┌──

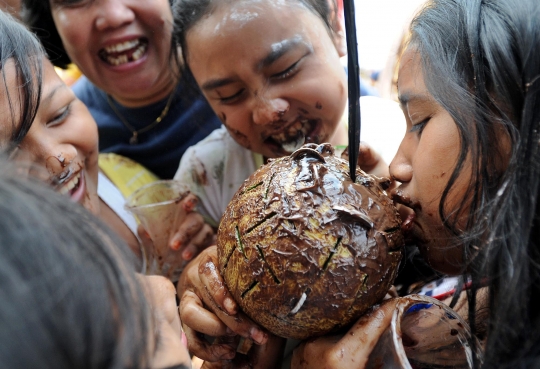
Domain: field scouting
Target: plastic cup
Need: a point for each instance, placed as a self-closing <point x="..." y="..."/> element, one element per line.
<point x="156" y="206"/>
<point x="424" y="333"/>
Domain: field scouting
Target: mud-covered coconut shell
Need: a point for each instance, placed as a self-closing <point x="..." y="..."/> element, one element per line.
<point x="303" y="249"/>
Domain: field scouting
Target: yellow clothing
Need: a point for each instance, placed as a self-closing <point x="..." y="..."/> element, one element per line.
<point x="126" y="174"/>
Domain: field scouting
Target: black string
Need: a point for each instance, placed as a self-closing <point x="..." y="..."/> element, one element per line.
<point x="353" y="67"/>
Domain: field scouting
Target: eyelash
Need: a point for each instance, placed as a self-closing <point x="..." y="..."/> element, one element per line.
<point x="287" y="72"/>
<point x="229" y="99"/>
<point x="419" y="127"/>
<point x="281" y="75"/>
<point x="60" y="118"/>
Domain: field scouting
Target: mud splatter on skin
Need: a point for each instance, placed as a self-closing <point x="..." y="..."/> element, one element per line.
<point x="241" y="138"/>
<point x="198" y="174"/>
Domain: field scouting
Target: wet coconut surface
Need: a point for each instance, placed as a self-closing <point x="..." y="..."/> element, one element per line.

└──

§ AIM OF THE EXERCISE:
Print the listing exactly, images excluded.

§ TASK RESULT:
Domain: field scouting
Target: plastic cup
Need: a point for each instance, placed as a self-closing <point x="..." y="..."/> element, one element per line.
<point x="156" y="206"/>
<point x="424" y="333"/>
Domain: field scouting
Target: mud-covered coconut shell
Need: a point for each instance, placed as a self-closing <point x="..." y="..."/> element, one element per line.
<point x="303" y="249"/>
Domain: field scouting
Target: yellow clothing
Need: a point for each instance, placed as a self-closing <point x="..." y="..."/> element, one element per line.
<point x="126" y="174"/>
Domain: field scouting
Target: black string
Need: a point for each instance, placed as a self-closing <point x="..." y="..."/> element, one element per line.
<point x="353" y="67"/>
Domain: field scouting
Target: eyelash
Need: a point for each instance, placed as a self-closing <point x="..." y="..."/> element, one element per line.
<point x="287" y="72"/>
<point x="229" y="99"/>
<point x="419" y="127"/>
<point x="281" y="75"/>
<point x="60" y="118"/>
Domain: field scouting
Target: mud splatter on skin
Need: a point for each instance, placed as a self-closing <point x="..." y="..."/> element, one element per line.
<point x="241" y="138"/>
<point x="198" y="174"/>
Domain: field scouting
Target: wet coconut surface
Need: a point for each instance, placed as a self-closing <point x="..." y="..."/> element, one element per line.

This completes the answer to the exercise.